■ Fragmento de origen ■
-=-=-=-=-

Escuche cómo lo dijo Salomón, con toda claridad:
“El que ama el dinero no se saciará de dinero; y el que ama el mucho tener no sacará fruto. También esto es vanidad.” (Eclesiastés 5:10)
No pase por alto esta verdad: el problema no es el dinero ni las riquezas. El problema es amar el dinero, perseguirlo y querer siempre más. Ese deseo lo lleva por un callejón sin salida.
Jesús nos invita a observar con cuidado. Usen sus “ojos espirituales” y fíjense en quienes han sido devorados por la riqueza. Muchos aprendieron la lección al final de su vida, cuando ya no podían cambiar nada. Personas que lo tuvieron “todo” y, aun así, no encontraron paz ni satisfacción. Por ejemplo:
- Vanderbilt dijo: “Manejar 200 millones de dólares es suficiente para matar a cualquiera.”
- John Astor, el primer multimillonario en la historia de los Estados Unidos escribió: “Soy el hombre más miserable de la tierra.”
- John D. Rockefeller confesó en sus últimos años: “He ganado muchos millones, pero no me han traído felicidad.”
- Henry Ford, fundador de la compañía multimillonaria de autos Ford admitió: “Era más feliz cuando era mecánico.”[vi]
Luego Jesús añade una segunda advertencia en el versículo 15 .
“Mirad y guardaos.” (Lucas 12:15)
La idea de “guardarse” es estar alerta, como quien pone a un guardia y nunca lo deja salir de turno. Esa debe ser nuestra actitud. Y ahora, Jesús entrega un principio que debe gobernar nuestra manera de pensar:
“La vida del hombre no consiste en la abundancia de los bienes que posee.” (Lucas 12:15b)

-=-=-=-=-

■ Material proporcionado ■
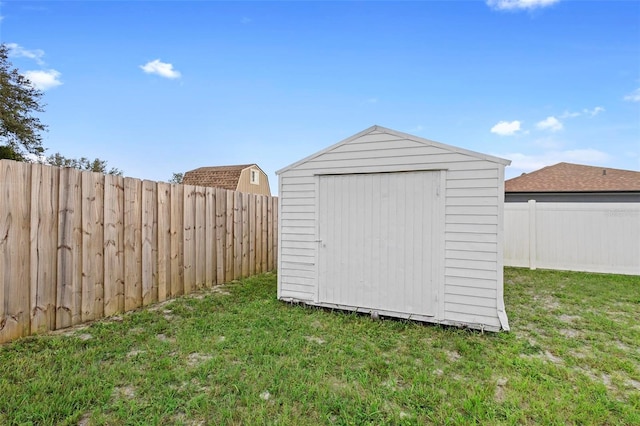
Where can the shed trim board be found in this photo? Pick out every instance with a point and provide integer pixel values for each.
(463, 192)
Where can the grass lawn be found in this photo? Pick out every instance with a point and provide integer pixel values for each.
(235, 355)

-=-=-=-=-

■ Ejercicios propuestos ■
(1) Resuma en dos oraciones el fragmento sobre el amor al dinero.
(2) Según el fragmento sobre el amor al dinero, ¿qué admitió Henry Ford?

■ Respuestas esperadas ■
(1) Con la cita de Eclesiastés 5:10, el fragmento afirma que el problema no es el dinero ni las riquezas, sino amarlo, perseguirlo y querer siempre más. Lo ilustra con hombres muy ricos como Vanderbilt, Astor, Rockefeller y Ford, que no encontraron paz ni satisfacción, y concluye con la advertencia de Jesús de mirar y guardarse, y con el principio de que la vida del hombre no consiste en la abundancia de los bienes que posee.

(2) Que era más feliz cuando era mecánico.